Working data
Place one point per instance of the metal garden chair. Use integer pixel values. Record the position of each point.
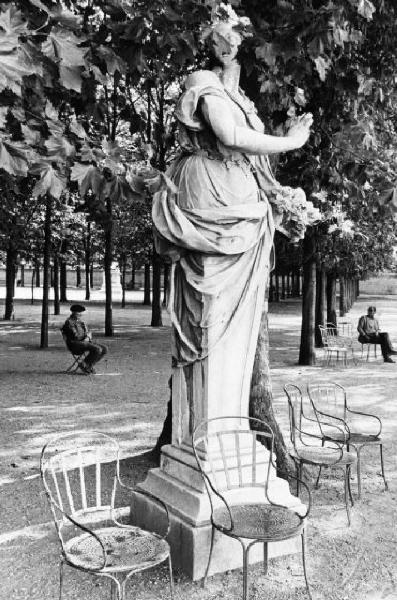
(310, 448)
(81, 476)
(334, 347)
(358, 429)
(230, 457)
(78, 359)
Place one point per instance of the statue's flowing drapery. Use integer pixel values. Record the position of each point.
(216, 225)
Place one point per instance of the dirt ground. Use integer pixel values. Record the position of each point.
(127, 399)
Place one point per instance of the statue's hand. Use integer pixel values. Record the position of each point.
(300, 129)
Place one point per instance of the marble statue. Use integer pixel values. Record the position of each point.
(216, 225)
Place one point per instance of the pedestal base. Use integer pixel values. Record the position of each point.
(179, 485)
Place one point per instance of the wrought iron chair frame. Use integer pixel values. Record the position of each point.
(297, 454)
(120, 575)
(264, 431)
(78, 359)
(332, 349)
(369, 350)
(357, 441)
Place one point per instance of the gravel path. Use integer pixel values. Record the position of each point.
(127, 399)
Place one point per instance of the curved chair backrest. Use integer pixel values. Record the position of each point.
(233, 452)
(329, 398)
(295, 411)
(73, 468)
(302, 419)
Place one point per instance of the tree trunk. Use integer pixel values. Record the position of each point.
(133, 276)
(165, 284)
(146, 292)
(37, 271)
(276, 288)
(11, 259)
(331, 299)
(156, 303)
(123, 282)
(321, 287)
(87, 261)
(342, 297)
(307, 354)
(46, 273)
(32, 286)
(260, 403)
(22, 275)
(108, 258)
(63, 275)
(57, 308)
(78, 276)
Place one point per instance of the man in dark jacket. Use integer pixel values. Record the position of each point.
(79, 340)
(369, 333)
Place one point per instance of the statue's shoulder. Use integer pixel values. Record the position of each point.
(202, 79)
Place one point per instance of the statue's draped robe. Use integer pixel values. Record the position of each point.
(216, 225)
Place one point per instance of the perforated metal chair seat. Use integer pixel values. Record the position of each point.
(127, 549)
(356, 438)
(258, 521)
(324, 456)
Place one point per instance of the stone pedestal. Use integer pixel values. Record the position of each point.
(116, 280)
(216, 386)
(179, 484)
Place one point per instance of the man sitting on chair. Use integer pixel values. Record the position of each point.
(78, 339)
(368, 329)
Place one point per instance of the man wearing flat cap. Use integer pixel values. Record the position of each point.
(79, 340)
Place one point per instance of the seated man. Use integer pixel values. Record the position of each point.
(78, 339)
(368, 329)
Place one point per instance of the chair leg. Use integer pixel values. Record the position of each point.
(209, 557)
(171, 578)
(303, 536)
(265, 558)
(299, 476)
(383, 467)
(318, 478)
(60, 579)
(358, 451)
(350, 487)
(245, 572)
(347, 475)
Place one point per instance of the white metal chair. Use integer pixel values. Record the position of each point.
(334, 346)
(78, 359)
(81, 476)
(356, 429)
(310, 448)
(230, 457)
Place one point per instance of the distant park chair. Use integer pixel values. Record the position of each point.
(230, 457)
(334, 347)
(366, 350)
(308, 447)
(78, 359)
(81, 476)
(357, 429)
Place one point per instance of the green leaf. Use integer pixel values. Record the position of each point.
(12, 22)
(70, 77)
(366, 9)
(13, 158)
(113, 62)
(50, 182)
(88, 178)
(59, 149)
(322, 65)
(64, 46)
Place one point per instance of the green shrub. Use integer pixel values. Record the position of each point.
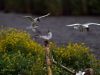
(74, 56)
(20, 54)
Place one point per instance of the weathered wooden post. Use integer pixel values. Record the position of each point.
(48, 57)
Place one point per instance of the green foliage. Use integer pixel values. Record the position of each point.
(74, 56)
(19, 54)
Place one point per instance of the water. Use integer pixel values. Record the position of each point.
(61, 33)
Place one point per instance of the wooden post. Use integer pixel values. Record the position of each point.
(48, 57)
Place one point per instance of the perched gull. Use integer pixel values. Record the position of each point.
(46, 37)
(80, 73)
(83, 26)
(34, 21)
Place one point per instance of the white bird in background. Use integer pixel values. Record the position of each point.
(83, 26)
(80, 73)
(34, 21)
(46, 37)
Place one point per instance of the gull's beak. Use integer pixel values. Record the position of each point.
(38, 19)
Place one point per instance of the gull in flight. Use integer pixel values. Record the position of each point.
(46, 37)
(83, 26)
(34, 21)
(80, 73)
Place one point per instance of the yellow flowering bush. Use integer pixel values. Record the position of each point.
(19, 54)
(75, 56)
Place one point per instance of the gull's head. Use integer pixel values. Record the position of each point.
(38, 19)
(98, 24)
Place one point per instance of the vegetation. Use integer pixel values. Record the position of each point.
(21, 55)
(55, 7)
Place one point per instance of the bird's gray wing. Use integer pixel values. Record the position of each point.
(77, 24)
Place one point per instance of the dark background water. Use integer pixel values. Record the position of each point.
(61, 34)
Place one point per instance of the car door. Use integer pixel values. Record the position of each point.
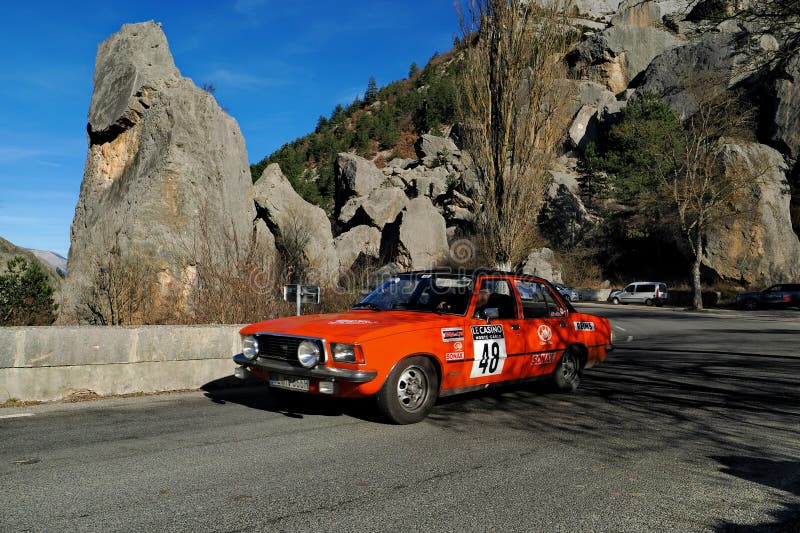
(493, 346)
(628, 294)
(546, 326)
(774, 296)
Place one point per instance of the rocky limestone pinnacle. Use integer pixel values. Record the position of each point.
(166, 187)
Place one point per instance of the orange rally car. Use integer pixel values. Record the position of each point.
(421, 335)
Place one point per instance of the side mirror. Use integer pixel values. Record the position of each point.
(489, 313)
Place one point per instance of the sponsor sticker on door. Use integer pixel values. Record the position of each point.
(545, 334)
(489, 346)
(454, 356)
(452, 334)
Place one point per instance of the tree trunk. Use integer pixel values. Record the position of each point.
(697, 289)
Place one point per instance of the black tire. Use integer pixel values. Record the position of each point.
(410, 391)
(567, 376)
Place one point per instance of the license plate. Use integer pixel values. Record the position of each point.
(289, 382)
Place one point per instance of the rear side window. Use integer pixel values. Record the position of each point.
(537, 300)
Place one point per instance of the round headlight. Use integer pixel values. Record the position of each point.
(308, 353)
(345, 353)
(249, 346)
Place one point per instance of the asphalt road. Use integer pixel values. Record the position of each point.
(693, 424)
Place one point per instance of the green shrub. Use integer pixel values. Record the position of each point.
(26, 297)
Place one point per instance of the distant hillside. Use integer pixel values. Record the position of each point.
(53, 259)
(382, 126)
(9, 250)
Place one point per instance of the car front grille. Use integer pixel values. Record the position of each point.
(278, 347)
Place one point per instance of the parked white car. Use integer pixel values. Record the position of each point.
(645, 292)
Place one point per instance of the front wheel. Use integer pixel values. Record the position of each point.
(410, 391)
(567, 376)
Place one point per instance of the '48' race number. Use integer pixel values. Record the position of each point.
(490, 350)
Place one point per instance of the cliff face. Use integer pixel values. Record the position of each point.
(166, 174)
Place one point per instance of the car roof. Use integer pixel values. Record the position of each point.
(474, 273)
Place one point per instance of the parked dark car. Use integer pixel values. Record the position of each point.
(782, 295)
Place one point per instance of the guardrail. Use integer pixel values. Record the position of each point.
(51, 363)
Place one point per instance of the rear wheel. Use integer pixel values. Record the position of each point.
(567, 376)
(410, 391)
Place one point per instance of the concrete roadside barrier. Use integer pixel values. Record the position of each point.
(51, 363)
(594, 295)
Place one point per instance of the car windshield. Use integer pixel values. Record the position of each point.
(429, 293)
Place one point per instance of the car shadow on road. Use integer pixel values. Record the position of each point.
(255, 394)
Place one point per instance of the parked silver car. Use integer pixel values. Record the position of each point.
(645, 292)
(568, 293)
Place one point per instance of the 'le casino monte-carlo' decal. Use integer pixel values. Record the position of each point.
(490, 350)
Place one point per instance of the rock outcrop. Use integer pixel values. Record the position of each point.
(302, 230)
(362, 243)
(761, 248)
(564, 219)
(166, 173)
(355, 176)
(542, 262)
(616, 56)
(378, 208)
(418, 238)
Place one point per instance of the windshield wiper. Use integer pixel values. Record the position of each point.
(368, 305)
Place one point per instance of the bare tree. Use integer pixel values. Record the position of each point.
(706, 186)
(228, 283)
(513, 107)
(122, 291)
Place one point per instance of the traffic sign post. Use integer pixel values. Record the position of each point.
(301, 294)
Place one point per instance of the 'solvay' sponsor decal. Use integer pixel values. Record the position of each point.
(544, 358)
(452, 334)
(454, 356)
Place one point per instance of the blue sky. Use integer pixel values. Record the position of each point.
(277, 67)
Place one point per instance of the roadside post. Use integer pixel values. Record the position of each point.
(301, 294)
==
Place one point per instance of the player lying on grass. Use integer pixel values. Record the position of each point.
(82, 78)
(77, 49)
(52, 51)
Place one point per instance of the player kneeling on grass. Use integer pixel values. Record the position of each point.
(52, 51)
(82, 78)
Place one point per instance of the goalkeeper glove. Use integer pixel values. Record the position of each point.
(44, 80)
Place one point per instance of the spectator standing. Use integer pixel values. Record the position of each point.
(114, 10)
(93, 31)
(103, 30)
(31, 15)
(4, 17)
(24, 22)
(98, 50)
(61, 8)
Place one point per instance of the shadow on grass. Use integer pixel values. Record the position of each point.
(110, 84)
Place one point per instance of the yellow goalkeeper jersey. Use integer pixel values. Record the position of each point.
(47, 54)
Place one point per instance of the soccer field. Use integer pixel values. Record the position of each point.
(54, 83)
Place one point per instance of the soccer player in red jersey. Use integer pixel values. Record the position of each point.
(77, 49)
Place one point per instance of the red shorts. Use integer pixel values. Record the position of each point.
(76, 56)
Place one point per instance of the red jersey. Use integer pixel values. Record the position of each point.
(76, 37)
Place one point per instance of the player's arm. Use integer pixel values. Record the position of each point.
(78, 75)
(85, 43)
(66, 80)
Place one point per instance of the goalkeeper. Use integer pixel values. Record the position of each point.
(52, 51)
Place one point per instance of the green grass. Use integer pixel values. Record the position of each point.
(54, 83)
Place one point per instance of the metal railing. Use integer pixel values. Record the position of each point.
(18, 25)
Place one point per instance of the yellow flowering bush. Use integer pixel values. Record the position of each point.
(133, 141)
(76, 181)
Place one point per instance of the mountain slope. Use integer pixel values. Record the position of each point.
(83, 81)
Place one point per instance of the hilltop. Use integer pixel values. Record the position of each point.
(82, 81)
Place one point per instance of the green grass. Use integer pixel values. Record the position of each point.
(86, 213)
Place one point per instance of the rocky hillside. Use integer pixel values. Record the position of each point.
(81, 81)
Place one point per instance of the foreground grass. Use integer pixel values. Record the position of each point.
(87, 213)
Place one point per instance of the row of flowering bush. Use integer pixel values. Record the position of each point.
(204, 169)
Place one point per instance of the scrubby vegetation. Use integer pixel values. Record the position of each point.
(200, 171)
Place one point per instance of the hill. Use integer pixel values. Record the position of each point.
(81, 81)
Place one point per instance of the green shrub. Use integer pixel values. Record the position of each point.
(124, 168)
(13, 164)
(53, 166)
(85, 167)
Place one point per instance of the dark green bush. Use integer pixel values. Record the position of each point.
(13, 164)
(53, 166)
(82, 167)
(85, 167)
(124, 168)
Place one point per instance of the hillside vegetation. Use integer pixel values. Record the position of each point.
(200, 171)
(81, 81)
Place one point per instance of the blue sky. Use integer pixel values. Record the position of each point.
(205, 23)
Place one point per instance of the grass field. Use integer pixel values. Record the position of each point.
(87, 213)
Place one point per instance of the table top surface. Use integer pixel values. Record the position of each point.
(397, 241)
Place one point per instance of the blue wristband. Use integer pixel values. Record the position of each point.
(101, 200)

What is needed
Show each line of the data above that contains the word "decal", copied in full.

Complete answer
Place one point per instance of the 'le casino monte-carlo' decal. Use integer pixel values. Record the position of each point.
Place one point per instance of the 'solvay' sponsor decal. Use integer pixel values. Record the position of each point.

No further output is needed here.